● Testo da leggere
▼▼▼

Parlare degli Hatesphere ormai sta divenendo un qualcosa di molto simile al
commentare l’annata di un buon vino: piccoli alti e bassi magari ci sono,
differenze di volta in volta anche, ma si può sempre essere sicuri che la
qualità si mantenga su livelli altissimi. I pazzi death/thrasher danesi
riescono infatti a sorprendere pubblico e critica ogni volta, senza per questo
stravolgere il proprio sound con trovate di chissà quale portata: semplicemente
il combo non si allinea a quello che è il trend generale del loro filone,
spingendosi ancora di più verso la brutalità e la velocità e lasciando da
parte voci pulite, tastiere e simili amenità.

E se devo essere sincero apprezzo parecchio questo tipo di scelta, dato che
sembra fin troppo facile oggigiorno accodarsi al trend, magari per avere un
passaggio su MTV o VIVA col proprio clip: mi vengono in mente i Construcdead,
che dopo un debut fenomenale si sono messi sui binari di cui sopra… tutto a
scapito dello spessore e della qualità della musica. Gli Hatesphere mi
colpiscono invece sin da subito con un titolo, Ballet of the Brute,
che trovo assolutamente azzeccato: un contrasto di immagini forte, ironico, ed
assolutamente descrittivo di quanto contenuto nel disco. Si tratta infatti di un
album monolitico, ma per quanto possibile anche fantasioso e personale: le vette
si toccano in più punti, con pezzi thrash di stampo slayeriano come Deathtrip
e la sua intro The Beginning and the End, ad esempio; dove la band spinge
sull’acceleratore a più non posso macinando riffs con le chitarre senza troppo
preoccuparsi di creare un feeling catchy nel tutto. Quando lo fa riesce però ad
avere i risultati migliori: è il caso di Vermin, dove Jacob Bredahl
decide di poter usare bene l’alternanza di timbri vocali sporco/pulito (per un
esempio vi rimando a Release the Pain, opener del MCD
dal titolo lunghissimo uscito prima di quest’ultimo album) e dove la band si
concede qualche sprazzo di melodia nell’assalto generale; o di What I See I Despise,
forse l’apice del disco, con un main riff di quelli che restano nel cervello al
primo ascolto ed un ritmo da headbanging puro.

▲▲▲

● Serie di esercizi
- a) Secondo la recensione, di quale nazionalità sono gli Hatesphere?
- b) Modifica il tratto della recensione che va da "Parlare degli Hatesphere" fino a "e simili amenità.", riscrivendolo con "ferocia" al posto di "brutalità".

● Elenco delle voci
▼▼▼

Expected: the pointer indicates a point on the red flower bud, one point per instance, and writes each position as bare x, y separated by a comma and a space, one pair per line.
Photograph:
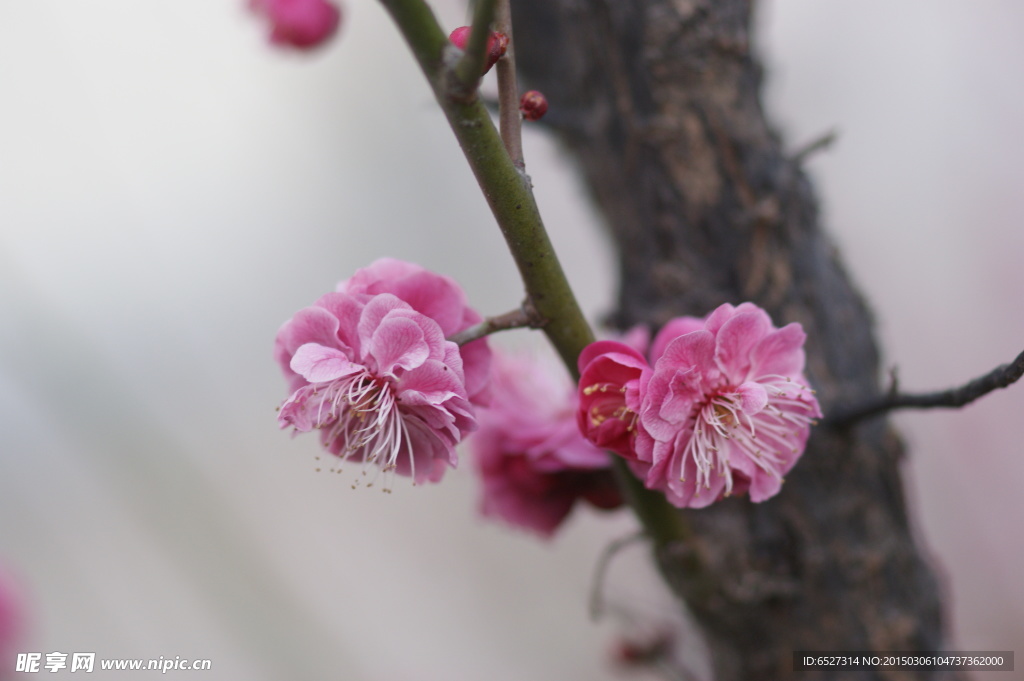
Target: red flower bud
498, 43
299, 24
532, 104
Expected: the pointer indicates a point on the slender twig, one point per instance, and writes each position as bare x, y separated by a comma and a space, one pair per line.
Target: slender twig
1000, 377
470, 66
511, 200
510, 119
819, 143
521, 317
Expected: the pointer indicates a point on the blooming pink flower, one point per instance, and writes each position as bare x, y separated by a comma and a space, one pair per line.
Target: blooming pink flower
532, 461
725, 409
377, 376
610, 377
438, 297
300, 24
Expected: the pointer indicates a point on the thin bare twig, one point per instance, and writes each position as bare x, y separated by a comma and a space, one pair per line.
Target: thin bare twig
1000, 377
521, 317
818, 144
510, 121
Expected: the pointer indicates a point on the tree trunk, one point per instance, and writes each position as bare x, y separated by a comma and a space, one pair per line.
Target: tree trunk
658, 101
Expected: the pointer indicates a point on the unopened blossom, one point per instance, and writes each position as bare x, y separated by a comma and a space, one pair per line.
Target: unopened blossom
299, 24
532, 104
377, 377
610, 377
725, 409
532, 462
498, 44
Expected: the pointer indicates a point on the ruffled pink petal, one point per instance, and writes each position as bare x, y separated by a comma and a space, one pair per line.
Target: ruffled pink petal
397, 342
779, 353
753, 397
310, 325
673, 330
347, 310
695, 349
317, 364
374, 312
431, 383
721, 314
621, 353
735, 340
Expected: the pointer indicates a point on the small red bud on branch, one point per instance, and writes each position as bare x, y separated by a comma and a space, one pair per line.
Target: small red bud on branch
532, 104
498, 43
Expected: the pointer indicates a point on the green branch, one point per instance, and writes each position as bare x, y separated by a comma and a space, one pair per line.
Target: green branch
511, 199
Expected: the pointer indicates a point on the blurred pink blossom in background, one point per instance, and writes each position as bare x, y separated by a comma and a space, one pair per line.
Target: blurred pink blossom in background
532, 462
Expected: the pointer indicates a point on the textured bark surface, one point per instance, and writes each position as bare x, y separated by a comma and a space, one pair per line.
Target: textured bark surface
658, 101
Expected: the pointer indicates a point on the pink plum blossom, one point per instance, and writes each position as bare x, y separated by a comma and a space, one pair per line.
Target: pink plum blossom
438, 297
372, 370
724, 410
300, 24
532, 461
610, 375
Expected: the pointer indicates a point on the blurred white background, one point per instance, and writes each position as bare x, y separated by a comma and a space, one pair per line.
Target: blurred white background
172, 189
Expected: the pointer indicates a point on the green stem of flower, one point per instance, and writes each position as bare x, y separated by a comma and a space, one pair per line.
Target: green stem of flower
509, 194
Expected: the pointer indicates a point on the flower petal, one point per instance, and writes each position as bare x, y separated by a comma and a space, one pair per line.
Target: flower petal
317, 364
735, 340
673, 330
397, 342
753, 397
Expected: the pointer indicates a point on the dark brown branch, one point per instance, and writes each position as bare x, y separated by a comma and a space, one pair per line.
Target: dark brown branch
1000, 377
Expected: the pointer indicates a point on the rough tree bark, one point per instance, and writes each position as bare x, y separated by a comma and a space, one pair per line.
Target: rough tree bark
658, 101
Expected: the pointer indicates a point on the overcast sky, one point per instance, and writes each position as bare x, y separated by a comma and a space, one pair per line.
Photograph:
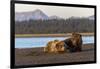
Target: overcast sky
60, 11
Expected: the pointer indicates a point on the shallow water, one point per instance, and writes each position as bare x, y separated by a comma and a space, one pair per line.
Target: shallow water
42, 41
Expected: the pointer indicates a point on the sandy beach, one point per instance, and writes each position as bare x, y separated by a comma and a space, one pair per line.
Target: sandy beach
36, 56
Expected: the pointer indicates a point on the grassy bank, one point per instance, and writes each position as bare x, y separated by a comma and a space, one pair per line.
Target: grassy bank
50, 35
36, 56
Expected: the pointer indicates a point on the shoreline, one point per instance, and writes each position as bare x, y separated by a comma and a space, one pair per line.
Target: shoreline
36, 56
50, 35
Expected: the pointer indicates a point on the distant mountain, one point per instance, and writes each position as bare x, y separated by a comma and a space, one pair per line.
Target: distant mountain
55, 17
34, 15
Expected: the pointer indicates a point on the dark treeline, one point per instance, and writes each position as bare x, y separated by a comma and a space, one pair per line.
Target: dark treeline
54, 26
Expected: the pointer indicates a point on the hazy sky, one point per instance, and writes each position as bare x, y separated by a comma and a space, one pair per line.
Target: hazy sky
60, 11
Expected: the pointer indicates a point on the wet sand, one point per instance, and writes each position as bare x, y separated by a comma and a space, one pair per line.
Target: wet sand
36, 56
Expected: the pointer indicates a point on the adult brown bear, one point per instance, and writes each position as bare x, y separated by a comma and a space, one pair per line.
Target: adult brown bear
74, 43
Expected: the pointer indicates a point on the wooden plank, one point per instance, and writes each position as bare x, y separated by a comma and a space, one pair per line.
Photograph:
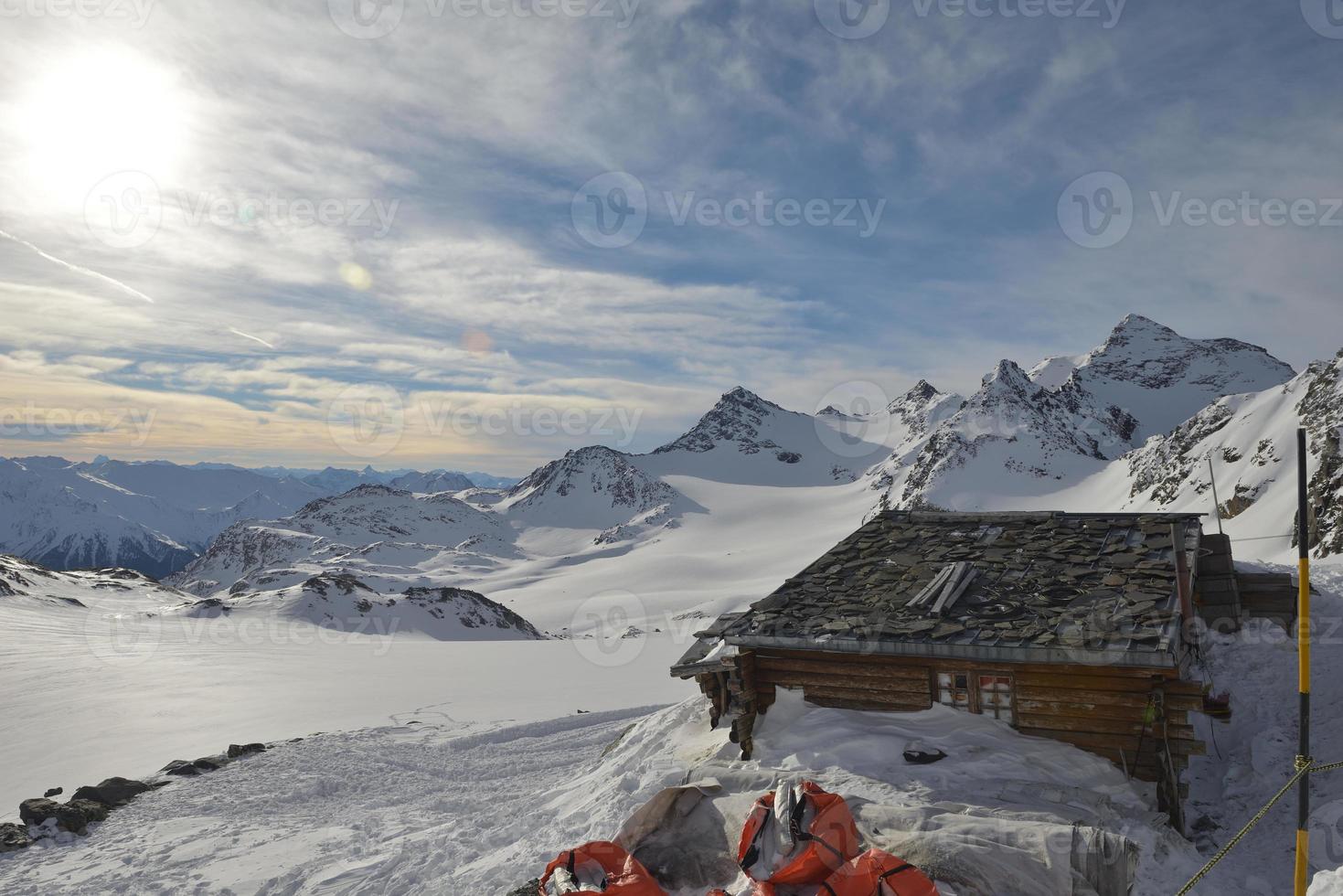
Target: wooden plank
1085, 709
1094, 681
884, 686
1104, 698
1115, 741
838, 667
872, 698
1096, 724
841, 703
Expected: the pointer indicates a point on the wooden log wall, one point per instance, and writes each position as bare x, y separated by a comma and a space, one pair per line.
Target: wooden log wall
1103, 709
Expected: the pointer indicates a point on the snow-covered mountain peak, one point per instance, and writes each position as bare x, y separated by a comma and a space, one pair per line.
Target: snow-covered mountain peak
922, 391
1162, 379
1007, 379
592, 488
738, 417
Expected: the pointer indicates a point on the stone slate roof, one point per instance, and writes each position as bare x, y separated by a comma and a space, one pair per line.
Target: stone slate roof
1048, 587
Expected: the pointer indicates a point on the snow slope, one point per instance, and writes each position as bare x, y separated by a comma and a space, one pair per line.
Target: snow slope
148, 516
458, 805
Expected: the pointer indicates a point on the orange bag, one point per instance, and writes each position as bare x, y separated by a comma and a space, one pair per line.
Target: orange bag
822, 827
867, 875
604, 863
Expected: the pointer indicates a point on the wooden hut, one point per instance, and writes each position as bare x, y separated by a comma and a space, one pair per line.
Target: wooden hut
1061, 624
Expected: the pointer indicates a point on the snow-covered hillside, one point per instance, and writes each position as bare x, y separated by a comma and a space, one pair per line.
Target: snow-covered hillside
432, 802
712, 517
154, 517
1251, 441
157, 516
1024, 435
386, 539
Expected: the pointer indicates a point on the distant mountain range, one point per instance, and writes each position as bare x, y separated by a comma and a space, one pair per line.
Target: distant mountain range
744, 496
156, 516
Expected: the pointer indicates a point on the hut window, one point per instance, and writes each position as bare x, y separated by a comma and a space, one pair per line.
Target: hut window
954, 689
996, 698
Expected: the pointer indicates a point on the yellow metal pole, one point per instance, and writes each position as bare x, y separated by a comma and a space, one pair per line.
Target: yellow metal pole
1303, 647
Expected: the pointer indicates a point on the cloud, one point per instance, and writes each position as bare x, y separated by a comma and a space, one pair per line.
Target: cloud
446, 157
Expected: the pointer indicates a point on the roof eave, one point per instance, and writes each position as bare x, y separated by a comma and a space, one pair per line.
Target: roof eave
1056, 656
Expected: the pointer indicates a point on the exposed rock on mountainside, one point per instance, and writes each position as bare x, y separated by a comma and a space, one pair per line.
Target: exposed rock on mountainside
472, 607
1158, 379
374, 532
1320, 412
735, 420
1070, 415
599, 472
1251, 441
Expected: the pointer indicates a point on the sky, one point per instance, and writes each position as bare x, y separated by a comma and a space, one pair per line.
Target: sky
473, 234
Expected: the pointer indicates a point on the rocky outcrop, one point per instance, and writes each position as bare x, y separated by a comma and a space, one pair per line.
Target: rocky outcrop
14, 837
113, 792
43, 817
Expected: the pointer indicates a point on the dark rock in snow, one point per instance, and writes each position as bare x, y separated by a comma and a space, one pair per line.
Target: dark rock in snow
245, 750
88, 809
14, 837
113, 792
73, 816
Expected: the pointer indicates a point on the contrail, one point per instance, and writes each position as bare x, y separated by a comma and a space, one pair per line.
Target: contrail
255, 338
80, 269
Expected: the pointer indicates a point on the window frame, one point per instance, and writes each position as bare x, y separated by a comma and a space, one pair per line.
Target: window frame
973, 680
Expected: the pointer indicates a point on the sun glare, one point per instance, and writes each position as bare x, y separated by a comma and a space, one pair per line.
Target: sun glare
103, 112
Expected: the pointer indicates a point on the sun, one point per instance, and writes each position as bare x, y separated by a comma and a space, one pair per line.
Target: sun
96, 114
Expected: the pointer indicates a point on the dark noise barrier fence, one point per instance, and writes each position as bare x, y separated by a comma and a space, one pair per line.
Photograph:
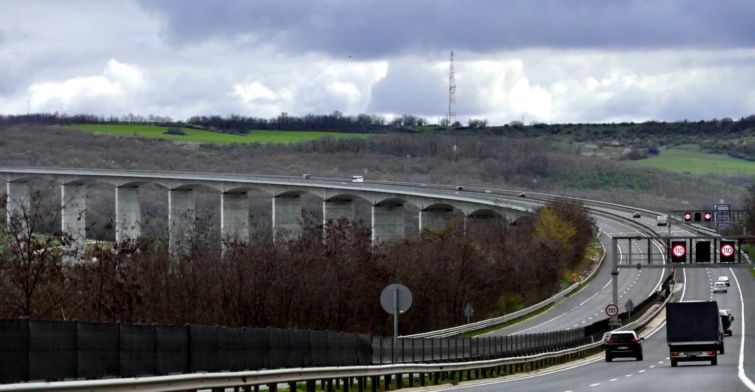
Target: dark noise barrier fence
44, 350
37, 350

▲▲▲

● Soluzioni degli esercizi
- a) Sono danesi.

- b)
Parlare degli Hatesphere ormai sta divenendo un qualcosa di molto simile al
commentare l’annata di un buon vino: piccoli alti e bassi magari ci sono,
differenze di volta in volta anche, ma si può sempre essere sicuri che la
qualità si mantenga su livelli altissimi. I pazzi death/thrasher danesi
riescono infatti a sorprendere pubblico e critica ogni volta, senza per questo
stravolgere il proprio sound con trovate di chissà quale portata: semplicemente
il combo non si allinea a quello che è il trend generale del loro filone,
spingendosi ancora di più verso la ferocia e la velocità e lasciando da
parte voci pulite, tastiere e simili amenità.